Instructions for the task> Write the next part of the tutorial below on decoding a network packet hex dump, picking up right after its last line.

Supplied text>
Decode a Network Packet Hex Dump

2025-07-20

Introduction

In this post, we will walk through each step of converting the raw hex dump of a captured network packet into meaningful human-readable data. By the end of this post, you will be able to analyze a network packet capture hex dump like the following to identify each part of the packet and extract useful information from it:

00 00 00 00 00 00 00 00 00 00 00 00 08 00 45 00
00 22 94 ef 40 00 40 11 a7 d9 7f 00 00 01 7f 00
00 01 ce 47 15 30 00 0e fe 21 68 65 6c 6c 6f 0a

Consequently, you will understand how popular network forensics tools such as Wireshark and tcpdump are able to display network traffic captured from the wire in a human-readable form.

Outline

  1. Setup a network listener
  2. Capture network packets
  3. Analyze captured packets

Prerequisites

I encourage you to follow along with me in this post and perform the following steps on your own machine for a deeper understanding. I will be using an Ubuntu 24.04 virtual machine. You can use any popular Linux distribution or Windows Subsystem for Linux (WSL).

Familiarity with Bash and TCP/IP networking concepts is a plus. If you are new to TCP/IP networking concepts, I recommend these two playlists:

Setup UDP Listener

Setting up a User Datagram Protocol (UDP) listener in Linux is very easy, as its just one command:

nc -nuvl 127.0.0.1 5424

Flags summary:

After executing the above command, you should see some output like this:

Bound on 127.0.0.1 5424

In a separate terminal session, you can confirm that the listener is working properly via this command:

ss -ntplu | grep 5424

Example output:

udp   UNCONN 0      0           127.0.0.1:5424      0.0.0.0:*    users:(("nc",pid=2472,fd=3))

Given information>
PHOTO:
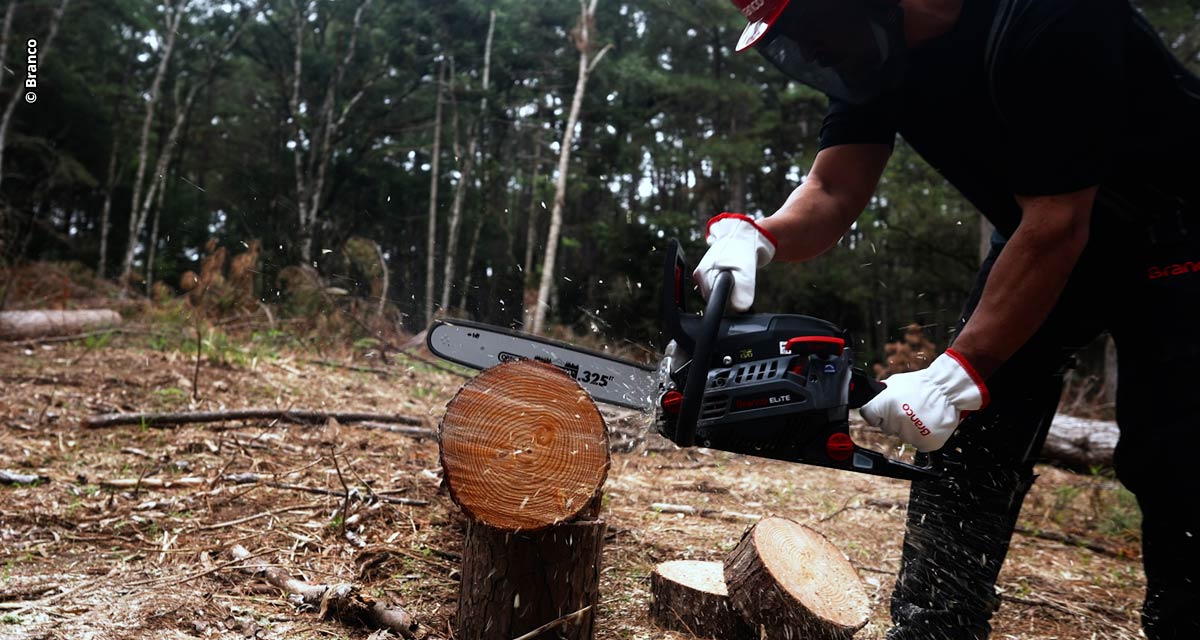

The response>
Capture Network Packets

Now that the network listener is set up, we need to send some packets to it. Before doing that, we’ll use a network tool called tcpdump to capture the packets and save them to a file.

In a separate terminal session, execute the following command:

sudo tcpdump -i lo dst port 5424 -w capture.pcap

Command breakdown:

After executing the above command, you should see some output like this:

tcpdump: listening on lo, link-type EN10MB (Ethernet), snapshot length 262144 bytes

Now it’s time to send some packets to the listener. In a new terminal session, execute the following command:

echo "hello" | nc -u 127.0.0.1 5424

After executing this command, press CTRL+C on your keyboard to kill the connection.

In your UDP listener output, you should see something like the following:

Connection received on 127.0.0.1 34378
hello

In the UDP listener terminal session, press CTRL+C to stop the listener process.

In the tcpdump terminal session, press CTRL+C to stop the capture. You should see an output like the following:

^C1 packet captured
│
2 packets received by filter
│
0 packets dropped by kernel

Confirm that the file was created by listing files in the current working directory:

ls

Example output:

capture.pcap

Confirm that the file is a PCAP file:

file capture.pcap

Example output:

capture.pcap: pcap capture file, microsecond ts (little-endian) - version 2.4 (Ethernet, capture length 262144)

Analyze Captured Packets

If you’ve followed along with this article, you should now have a file called capture.pcap. This file contains all the network packets that were sent to the UDP listener. This type of file is referred to as a “Packet Capture” or “PCAP” file.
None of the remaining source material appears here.